**Problem:**
Lay out the lines of the records from the line holding "Can you see the green block" through the line holding "x=204, y=86", inclusive, as a JSON list of strings. Use one string per line and leave out any blank lines.

(A run of records)
__________

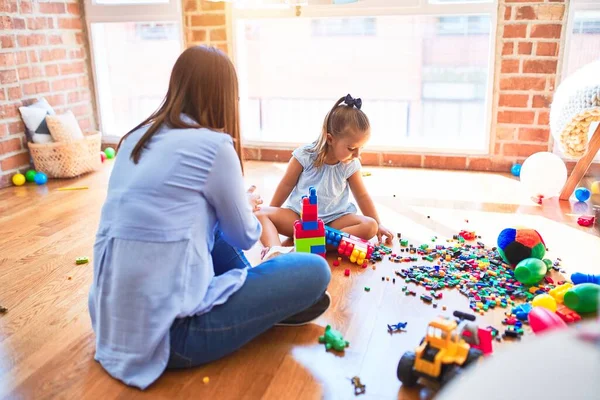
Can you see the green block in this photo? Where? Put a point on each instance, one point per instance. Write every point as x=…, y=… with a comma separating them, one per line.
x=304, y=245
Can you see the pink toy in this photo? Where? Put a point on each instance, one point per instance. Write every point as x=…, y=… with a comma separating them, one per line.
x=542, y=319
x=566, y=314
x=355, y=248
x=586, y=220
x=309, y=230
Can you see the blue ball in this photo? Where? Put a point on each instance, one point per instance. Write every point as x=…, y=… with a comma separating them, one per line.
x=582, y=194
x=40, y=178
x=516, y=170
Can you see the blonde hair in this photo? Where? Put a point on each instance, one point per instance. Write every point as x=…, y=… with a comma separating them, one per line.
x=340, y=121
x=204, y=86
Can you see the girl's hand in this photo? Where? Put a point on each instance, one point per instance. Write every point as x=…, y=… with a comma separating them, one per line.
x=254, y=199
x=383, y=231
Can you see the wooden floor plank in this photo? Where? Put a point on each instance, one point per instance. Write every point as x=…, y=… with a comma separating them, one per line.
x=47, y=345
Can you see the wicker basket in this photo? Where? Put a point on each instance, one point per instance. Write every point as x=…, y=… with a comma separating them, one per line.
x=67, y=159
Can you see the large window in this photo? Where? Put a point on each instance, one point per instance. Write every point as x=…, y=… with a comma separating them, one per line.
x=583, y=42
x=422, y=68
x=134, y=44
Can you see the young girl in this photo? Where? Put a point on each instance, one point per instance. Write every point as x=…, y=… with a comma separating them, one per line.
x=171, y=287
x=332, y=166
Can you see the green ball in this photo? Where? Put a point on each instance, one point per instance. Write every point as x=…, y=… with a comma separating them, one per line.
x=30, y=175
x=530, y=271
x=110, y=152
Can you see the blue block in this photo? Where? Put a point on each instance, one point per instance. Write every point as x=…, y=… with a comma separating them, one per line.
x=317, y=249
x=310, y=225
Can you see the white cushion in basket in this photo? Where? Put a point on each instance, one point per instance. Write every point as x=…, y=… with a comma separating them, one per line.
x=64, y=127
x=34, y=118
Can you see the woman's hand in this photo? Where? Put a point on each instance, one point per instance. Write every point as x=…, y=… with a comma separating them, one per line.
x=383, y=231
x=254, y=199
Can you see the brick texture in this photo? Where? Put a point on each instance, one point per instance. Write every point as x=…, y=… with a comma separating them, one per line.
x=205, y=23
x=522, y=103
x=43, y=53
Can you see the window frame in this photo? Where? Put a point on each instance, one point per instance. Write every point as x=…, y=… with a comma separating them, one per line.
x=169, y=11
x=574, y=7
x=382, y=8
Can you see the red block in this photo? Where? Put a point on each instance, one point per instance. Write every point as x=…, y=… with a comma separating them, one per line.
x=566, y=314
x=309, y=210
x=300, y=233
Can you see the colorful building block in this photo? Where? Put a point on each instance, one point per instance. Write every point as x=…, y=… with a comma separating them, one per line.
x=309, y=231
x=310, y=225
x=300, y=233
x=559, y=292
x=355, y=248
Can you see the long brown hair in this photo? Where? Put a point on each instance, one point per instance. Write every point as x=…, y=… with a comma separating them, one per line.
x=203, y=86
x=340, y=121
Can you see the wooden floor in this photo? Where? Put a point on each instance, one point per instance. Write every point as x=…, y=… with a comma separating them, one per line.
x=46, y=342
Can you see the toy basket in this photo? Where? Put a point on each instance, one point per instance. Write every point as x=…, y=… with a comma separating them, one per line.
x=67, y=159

__________

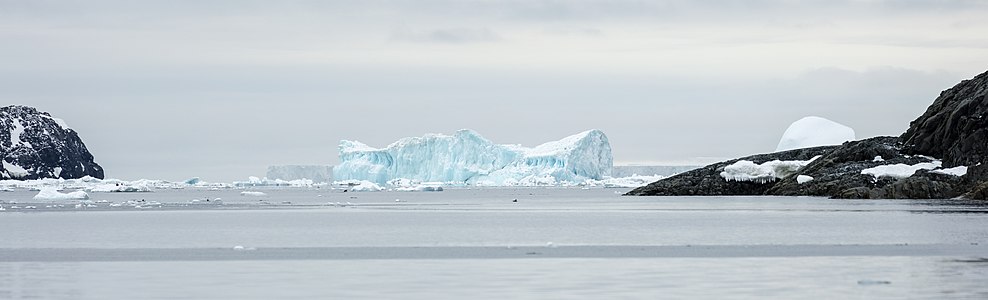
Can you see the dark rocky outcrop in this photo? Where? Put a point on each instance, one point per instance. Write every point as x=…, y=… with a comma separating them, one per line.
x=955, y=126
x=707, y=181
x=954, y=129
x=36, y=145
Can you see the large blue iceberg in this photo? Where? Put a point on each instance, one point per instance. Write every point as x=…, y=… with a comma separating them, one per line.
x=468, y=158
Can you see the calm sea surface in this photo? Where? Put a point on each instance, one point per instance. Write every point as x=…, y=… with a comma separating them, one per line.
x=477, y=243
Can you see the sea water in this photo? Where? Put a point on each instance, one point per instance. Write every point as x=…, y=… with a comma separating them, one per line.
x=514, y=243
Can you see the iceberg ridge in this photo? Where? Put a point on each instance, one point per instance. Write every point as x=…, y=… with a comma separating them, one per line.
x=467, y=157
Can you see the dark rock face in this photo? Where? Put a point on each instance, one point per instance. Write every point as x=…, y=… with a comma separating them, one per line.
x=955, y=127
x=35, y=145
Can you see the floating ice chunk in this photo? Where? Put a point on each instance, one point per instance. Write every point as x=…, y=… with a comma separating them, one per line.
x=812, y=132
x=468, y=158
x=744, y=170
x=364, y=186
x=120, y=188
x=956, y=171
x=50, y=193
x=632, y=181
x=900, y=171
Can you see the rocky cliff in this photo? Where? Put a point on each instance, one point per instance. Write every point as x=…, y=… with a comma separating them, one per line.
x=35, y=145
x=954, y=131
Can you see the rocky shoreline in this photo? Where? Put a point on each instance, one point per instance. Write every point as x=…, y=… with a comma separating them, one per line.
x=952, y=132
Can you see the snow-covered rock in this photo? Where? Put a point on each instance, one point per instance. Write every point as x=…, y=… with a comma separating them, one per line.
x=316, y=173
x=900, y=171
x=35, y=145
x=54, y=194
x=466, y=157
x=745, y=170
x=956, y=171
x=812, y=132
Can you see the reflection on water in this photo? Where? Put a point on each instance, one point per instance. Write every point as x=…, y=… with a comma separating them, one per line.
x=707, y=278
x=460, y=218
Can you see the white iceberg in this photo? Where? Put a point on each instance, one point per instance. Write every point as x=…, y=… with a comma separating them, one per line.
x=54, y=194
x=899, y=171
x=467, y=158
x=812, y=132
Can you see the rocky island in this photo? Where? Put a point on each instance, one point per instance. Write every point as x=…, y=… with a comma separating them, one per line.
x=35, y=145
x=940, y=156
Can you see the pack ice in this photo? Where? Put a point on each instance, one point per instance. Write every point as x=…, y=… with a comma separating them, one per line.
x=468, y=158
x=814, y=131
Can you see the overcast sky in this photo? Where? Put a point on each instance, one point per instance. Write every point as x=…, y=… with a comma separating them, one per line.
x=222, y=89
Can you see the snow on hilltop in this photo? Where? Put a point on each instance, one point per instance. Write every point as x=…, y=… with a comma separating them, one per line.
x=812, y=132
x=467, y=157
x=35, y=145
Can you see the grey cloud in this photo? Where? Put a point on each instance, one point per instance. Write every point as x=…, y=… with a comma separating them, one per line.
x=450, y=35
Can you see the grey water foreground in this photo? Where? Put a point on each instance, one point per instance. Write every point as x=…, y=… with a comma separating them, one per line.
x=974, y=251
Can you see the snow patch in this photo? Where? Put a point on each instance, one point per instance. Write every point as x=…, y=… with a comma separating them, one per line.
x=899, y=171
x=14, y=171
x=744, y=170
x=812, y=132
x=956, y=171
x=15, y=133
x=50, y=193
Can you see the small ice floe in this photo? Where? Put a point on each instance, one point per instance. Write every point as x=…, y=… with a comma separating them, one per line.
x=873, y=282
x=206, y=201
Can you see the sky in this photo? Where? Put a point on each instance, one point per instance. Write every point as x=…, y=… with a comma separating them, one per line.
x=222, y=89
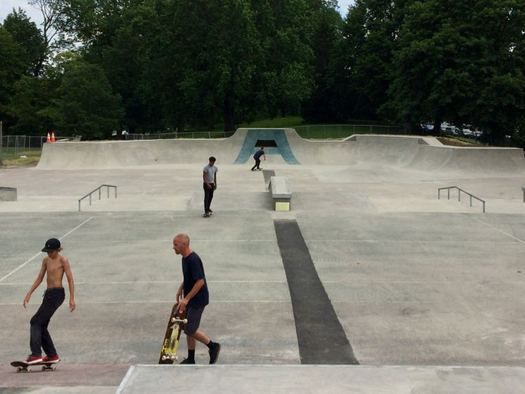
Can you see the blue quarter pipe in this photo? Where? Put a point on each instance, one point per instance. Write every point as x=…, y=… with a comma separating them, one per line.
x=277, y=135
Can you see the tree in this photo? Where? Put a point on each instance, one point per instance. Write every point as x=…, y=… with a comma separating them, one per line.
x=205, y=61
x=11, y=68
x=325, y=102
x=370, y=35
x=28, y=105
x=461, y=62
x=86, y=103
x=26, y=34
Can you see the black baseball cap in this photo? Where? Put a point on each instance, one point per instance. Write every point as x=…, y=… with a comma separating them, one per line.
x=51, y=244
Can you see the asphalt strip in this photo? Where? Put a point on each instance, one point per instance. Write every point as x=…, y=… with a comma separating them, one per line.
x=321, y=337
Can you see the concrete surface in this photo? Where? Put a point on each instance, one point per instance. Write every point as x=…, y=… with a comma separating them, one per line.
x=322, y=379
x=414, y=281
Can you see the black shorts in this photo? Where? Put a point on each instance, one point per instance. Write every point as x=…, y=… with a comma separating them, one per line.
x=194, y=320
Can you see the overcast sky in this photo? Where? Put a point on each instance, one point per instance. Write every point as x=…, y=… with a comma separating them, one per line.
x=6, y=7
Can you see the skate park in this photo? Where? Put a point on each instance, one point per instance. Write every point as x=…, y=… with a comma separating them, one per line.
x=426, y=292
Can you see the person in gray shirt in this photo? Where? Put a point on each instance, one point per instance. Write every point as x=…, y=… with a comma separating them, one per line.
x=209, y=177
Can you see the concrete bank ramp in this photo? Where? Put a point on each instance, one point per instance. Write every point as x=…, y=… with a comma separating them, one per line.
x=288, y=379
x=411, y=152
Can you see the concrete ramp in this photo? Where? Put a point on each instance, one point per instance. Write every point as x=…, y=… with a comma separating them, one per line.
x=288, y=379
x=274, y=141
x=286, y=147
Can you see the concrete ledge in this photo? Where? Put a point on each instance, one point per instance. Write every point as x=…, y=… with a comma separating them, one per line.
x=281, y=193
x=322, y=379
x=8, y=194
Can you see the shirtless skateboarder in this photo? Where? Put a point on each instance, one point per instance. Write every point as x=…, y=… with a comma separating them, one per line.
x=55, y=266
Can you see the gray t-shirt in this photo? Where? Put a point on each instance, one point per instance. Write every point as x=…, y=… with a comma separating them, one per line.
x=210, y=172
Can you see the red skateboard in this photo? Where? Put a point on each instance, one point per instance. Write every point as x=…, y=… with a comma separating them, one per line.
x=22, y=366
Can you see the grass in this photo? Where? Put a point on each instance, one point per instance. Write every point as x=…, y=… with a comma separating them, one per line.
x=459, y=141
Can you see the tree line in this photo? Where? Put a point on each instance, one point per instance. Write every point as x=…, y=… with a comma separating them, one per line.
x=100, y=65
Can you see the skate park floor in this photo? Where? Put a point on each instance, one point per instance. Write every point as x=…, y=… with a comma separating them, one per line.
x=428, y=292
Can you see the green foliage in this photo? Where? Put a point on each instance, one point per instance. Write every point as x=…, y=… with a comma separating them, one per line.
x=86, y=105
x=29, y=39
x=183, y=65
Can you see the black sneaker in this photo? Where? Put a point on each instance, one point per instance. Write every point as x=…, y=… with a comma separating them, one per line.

__________

**Result of this exercise:**
[
  "Can you see the green block in this photo? Where? Put a point on each instance, one point per instance. Write every point as x=…, y=… with a comma separating them, one per line.",
  "x=304, y=245",
  "Can you see the pink toy in this photo? Where? Put a point on each instance, one point per instance. Write every point as x=…, y=… with a comma separating them, one per line.",
  "x=542, y=319",
  "x=566, y=314",
  "x=355, y=248",
  "x=586, y=220",
  "x=309, y=230",
  "Can you see the blue ball in this photo? Where? Put a point on each instance, one point per instance. Write every point as x=…, y=… with a comma separating them, one per line.",
  "x=582, y=194",
  "x=40, y=178",
  "x=516, y=170",
  "Can you see the blonde hair in this photo? Where? Put a point on each instance, one point per instance. Write every point as x=…, y=… with a comma separating them, one per line.",
  "x=340, y=121",
  "x=204, y=86"
]